STATED TASK = Reproduce the items below word for word, starting with the line that contains "Spot the garland" and continuing through the final line of the items.

Data entries
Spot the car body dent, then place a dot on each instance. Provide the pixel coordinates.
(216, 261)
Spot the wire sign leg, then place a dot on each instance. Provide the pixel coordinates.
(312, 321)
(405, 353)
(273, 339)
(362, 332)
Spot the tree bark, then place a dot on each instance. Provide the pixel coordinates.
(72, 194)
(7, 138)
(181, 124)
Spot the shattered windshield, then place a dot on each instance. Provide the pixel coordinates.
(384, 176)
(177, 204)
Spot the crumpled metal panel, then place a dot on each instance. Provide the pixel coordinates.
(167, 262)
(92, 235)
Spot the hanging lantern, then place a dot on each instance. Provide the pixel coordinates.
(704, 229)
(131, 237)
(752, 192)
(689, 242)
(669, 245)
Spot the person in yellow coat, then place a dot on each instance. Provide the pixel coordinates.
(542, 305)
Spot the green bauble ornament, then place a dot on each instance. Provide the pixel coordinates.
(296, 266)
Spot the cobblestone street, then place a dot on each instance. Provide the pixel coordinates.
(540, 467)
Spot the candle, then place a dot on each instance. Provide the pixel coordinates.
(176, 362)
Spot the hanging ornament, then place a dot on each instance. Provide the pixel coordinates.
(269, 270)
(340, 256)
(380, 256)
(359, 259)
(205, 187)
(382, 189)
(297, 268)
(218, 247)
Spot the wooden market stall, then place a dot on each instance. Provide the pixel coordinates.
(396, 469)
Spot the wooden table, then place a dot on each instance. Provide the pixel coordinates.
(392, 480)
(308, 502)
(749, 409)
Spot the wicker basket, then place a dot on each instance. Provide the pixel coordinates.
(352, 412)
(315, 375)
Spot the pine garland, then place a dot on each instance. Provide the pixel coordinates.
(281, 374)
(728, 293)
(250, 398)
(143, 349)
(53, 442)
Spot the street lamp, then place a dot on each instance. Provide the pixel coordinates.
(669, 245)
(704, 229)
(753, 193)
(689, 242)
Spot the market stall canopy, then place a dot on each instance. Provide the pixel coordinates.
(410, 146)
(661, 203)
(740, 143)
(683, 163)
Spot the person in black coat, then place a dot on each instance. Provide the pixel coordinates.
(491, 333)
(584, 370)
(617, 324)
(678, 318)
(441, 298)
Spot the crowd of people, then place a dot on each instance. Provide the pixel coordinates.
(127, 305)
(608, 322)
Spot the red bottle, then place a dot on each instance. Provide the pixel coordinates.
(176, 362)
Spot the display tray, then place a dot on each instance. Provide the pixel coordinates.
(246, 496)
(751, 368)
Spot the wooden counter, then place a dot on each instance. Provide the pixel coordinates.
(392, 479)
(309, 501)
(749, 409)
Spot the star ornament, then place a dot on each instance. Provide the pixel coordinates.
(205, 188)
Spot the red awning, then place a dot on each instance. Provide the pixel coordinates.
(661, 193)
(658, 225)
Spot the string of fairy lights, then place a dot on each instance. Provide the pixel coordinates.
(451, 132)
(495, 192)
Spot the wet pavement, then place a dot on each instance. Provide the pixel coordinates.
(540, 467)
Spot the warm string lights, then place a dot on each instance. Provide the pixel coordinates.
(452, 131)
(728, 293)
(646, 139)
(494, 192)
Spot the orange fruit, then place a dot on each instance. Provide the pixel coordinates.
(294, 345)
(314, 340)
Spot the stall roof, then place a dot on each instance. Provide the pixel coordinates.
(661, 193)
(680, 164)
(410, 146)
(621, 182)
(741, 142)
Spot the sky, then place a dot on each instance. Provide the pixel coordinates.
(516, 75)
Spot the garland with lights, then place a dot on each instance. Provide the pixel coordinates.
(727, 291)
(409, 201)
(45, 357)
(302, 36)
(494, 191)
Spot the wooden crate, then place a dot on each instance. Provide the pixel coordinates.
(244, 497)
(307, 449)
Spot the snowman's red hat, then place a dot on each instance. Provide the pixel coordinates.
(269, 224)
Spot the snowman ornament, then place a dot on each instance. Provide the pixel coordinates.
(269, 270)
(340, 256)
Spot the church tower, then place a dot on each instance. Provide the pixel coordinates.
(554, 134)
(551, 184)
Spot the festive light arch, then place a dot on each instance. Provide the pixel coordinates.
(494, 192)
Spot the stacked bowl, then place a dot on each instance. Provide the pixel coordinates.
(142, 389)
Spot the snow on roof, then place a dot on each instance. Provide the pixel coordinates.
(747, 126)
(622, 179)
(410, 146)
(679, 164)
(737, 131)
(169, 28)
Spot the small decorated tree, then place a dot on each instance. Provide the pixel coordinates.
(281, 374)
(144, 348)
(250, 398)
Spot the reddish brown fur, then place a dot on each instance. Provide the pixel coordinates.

RESULT OF THE TASK =
Spot the garland with lights, then place a dot on each instance. Provide the pixel coordinates.
(727, 291)
(409, 201)
(45, 357)
(302, 36)
(494, 191)
Spot the wooden crate, then place a dot on each instance. Provide the pixel coordinates.
(244, 497)
(307, 449)
Spot the snowman's red hat, then place a dot on each instance. Provide the pixel coordinates.
(269, 224)
Spot the snowman ornament, then place a dot on each instance. Provide the pixel coordinates.
(269, 270)
(340, 256)
Spot the church tower, then place a dot on each instance. Provide the pixel coordinates.
(554, 134)
(551, 184)
Spot the festive light arch, then place a dot on each instance. Provide the pixel coordinates.
(494, 192)
Spot the stacked bowl, then place a dot on each instance. Provide the pixel coordinates.
(142, 389)
Spot the snow on roof, then place a dot on each instance. Provide the pixel coordinates.
(747, 126)
(622, 179)
(410, 146)
(679, 164)
(737, 131)
(169, 28)
Spot the small decorated tree, then place a dot on each instance. Provide the pixel coordinates.
(281, 374)
(144, 348)
(250, 398)
Spot the reddish brown fur, then place a dot on each instance. Provide the pixel coordinates.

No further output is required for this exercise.